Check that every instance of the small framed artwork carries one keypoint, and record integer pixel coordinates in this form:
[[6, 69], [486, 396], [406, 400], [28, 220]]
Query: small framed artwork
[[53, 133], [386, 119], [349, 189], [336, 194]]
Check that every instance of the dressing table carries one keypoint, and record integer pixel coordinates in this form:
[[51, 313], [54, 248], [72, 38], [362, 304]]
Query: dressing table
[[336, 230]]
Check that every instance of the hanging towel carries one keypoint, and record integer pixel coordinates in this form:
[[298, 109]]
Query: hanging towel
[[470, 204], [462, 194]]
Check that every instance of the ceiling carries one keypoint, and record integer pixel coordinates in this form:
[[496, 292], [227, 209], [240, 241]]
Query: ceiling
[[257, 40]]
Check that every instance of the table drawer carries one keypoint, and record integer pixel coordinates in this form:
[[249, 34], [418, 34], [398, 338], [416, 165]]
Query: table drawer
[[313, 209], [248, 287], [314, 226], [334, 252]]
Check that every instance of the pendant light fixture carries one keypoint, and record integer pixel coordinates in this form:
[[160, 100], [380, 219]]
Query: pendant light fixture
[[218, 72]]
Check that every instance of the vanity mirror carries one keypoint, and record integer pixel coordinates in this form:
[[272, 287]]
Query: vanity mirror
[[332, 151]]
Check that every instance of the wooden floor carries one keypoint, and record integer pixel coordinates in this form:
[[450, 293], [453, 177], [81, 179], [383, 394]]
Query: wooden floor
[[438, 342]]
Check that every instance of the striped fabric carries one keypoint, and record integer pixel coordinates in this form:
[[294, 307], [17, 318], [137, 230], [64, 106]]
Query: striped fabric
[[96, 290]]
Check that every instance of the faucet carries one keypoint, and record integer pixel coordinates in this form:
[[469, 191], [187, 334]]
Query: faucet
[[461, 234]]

• **What is asked**: Give the records above again, word for word.

• **Answer to the problem**:
Check that every instance of the small framed artwork carries one keypoint, and record integer pixel coordinates in this form:
[[6, 69], [486, 396], [406, 400], [28, 220]]
Query: small framed artwork
[[53, 133], [386, 119], [349, 189], [336, 194]]
Check that every instance of the dressing table carries one keypoint, and record integer pixel coordinates in this form:
[[51, 313], [54, 248], [72, 38], [362, 304]]
Query: dressing table
[[336, 230]]
Check that every instance of the hanging towel carries one keypoint, and record integer pixel coordinates in this form:
[[298, 109]]
Query: hanging towel
[[470, 204], [462, 194]]
Check that every instance of the ceiling carries one keypoint, and record integer pixel coordinates in this form:
[[496, 292], [227, 209], [240, 241]]
Query: ceiling
[[257, 40]]
Check that every instance of the table drawer carries one keypoint, and record integer pixel coordinates in this form:
[[249, 34], [418, 34], [398, 338], [416, 165]]
Query: table drawer
[[313, 209], [248, 287], [314, 226], [334, 252]]
Check that every instance of the pendant light fixture carries one keypoint, and record integer pixel coordinates in this form:
[[160, 100], [380, 219]]
Query: pendant light fixture
[[218, 72]]
Check that every instance of the vanity mirror carries one keypoint, and record integer pixel coordinates in this form:
[[272, 287]]
Query: vanity mirror
[[332, 151]]
Check that every instance of the wooden floor carries one keypoint, and record integer pixel coordinates in this form:
[[450, 293], [453, 177], [81, 179], [383, 394]]
Query: wooden floor
[[438, 342]]
Check that every instance of the striped fabric carries one keypoint, and record integer pixel coordinates in this form:
[[294, 307], [17, 318], [137, 230], [64, 106]]
Query: striped fabric
[[96, 290]]
Check that every instance of the faucet carries one keypoint, and record integer pixel coordinates in this form:
[[469, 191], [187, 334]]
Query: faucet
[[461, 234]]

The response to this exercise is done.